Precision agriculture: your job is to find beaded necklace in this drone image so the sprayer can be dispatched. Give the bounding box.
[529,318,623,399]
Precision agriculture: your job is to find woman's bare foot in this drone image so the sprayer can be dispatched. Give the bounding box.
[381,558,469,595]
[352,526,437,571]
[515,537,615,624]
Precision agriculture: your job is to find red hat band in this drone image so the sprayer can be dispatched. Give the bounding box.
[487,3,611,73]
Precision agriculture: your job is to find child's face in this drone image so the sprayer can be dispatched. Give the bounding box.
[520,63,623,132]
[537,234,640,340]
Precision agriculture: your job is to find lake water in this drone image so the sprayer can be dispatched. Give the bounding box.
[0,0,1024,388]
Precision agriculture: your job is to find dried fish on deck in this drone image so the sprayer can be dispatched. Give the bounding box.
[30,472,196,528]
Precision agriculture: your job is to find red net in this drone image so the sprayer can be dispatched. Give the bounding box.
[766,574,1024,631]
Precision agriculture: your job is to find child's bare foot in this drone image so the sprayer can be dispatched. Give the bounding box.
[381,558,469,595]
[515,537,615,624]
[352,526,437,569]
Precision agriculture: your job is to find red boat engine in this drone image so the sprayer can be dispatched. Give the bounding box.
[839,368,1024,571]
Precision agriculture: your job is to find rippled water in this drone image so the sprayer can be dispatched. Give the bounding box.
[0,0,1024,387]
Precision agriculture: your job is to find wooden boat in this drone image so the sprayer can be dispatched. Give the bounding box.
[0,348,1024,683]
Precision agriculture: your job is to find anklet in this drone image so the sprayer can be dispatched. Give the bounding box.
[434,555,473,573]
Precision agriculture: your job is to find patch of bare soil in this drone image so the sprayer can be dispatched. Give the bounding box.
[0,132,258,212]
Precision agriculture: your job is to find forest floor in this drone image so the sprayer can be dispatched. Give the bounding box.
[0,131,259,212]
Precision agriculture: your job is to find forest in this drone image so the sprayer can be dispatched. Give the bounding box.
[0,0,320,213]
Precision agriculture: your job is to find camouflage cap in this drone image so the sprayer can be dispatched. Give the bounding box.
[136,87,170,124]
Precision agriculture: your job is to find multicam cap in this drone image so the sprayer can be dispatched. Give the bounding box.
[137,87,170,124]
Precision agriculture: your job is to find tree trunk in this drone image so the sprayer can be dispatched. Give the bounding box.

What you should do: Rewrite all the records above, switching "sprayer" to "harvester" and leaving everything else unchanged.

Exercise solution:
Precision agriculture: your job is to find beaded necklace in this drone image so the harvester can be dispatched. Give the bounding box.
[529,318,623,399]
Precision agriculture: your job is to find woman's bare foot in this drone image so the harvester can be dispatched. Give the bounding box.
[381,558,469,595]
[352,526,437,571]
[515,537,615,624]
Precision agriculture: your job is to find red hat band in this drone image so the harvester can be dispatched. Give the bounding box.
[487,3,611,73]
Precision agriculture: your job is to find child's face in this drone image so the harvester can be dispatched. Give the bounding box.
[520,63,623,132]
[537,234,640,340]
Precision agriculture: your job is to find lake water in this drone image so the harvester can be dispatched. Give the bounding box.
[0,0,1024,388]
Precision agriculture: your job is to find dried fish on deck in this drone image so the harvester can be dispatched. Give the bounding box.
[30,472,196,528]
Precision agriculture: your job is to find red net in this drone image so the harvester can be dispatched. Give the bounding box.
[766,574,1024,631]
Precision agriculture: your job is to find child's bare foot in this drone image so the harvester can be dispatched. Give the bounding box.
[381,558,469,595]
[515,537,615,624]
[352,526,437,569]
Precision agriculture: your job is to find red boat engine in this drone image so the harvester can be dispatched. Give the bounding box.
[839,368,1024,571]
Precision agriculture: your job is to find rippled water in this drone image so the harvester can be dispatched. Give the bounding box.
[0,0,1024,387]
Precision agriculture: your job is to find wooden boat in this drone image so the harvester can be dispatched. Give the bounding box.
[0,348,1024,683]
Precision agriculture: your job is to find anklet in this drone image so the harvester can be dispatched. Give the bounding box.
[434,555,473,573]
Precision agriculture: your job is to find patch of bare soil in this drone image so the harvester can be dispatched. Give the bounding box.
[0,132,258,212]
Precision agriculture: your job is to find forest floor in this drone image so the harvester can be dispatched. Give the bounding box.
[0,131,259,212]
Precision agriculture: your job is to find forest in this drone image so the harvester can be dispatched. Give the bounding box.
[0,0,320,213]
Precision agriculture: your job is to find camouflage cap in this drone image so the harvester can be dispatched. Give the bounding box.
[136,87,170,124]
Precision agriculture: your job is to find multicam cap in this drone image so the harvester can be dispatched. Give the bounding box.
[137,87,170,124]
Precision agriculture: your job is to find tree trunk in this drone image so the harvester can be dispatched. Give the bounding box.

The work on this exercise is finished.